◆ **TO BE DONE**
Rewrite the items below with "white rice" swapped for "steamed rice" and everything else left unchanged. Leave the pictures out of your answer.

◆ **ROWS**
++++++++

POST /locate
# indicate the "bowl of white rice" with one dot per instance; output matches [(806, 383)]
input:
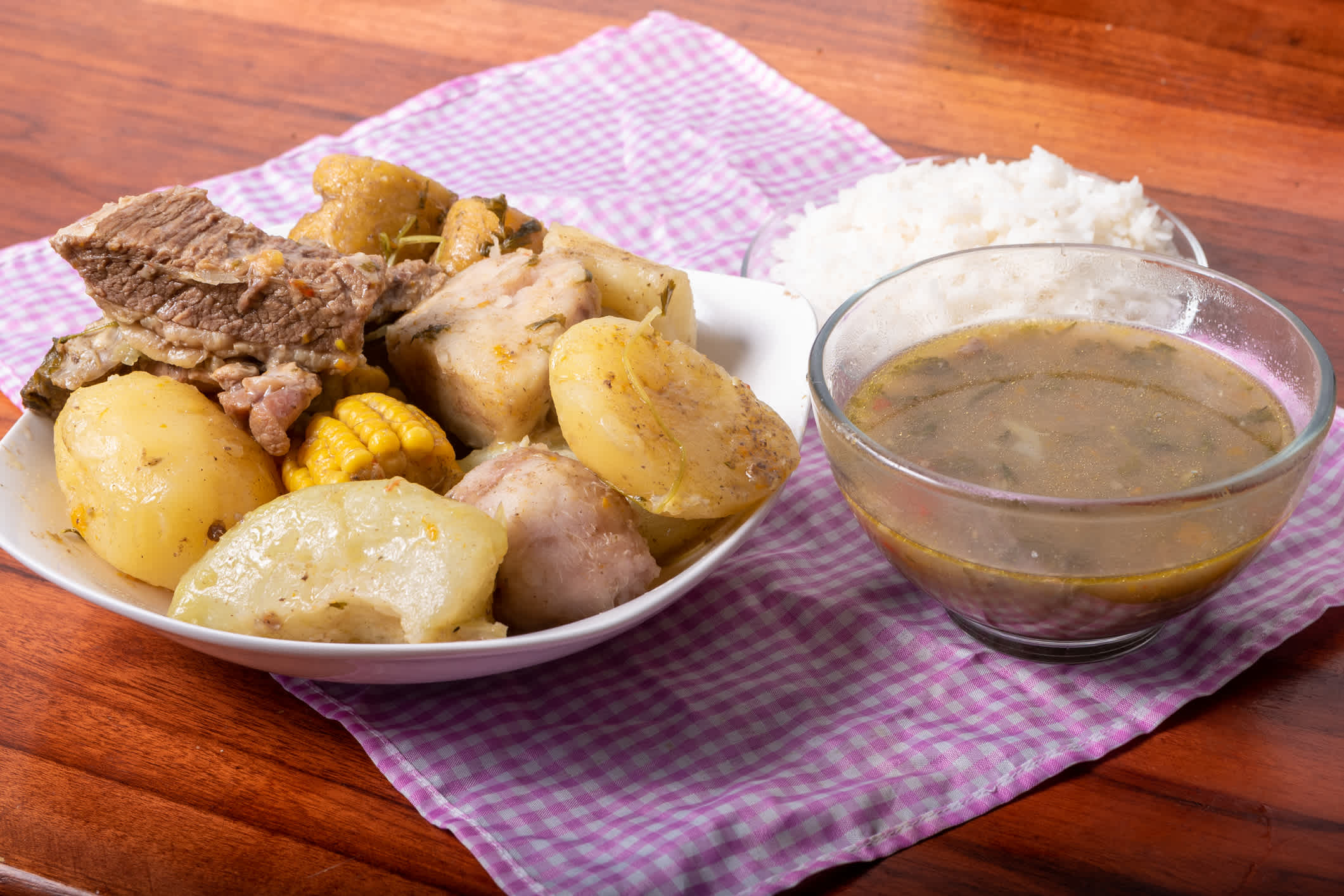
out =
[(831, 246)]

++++++++

◆ **FULL SOLUTION**
POST /locate
# indicate the "bowl of steamed rice" with one dot per instance; output matches [(806, 383)]
input:
out =
[(831, 246)]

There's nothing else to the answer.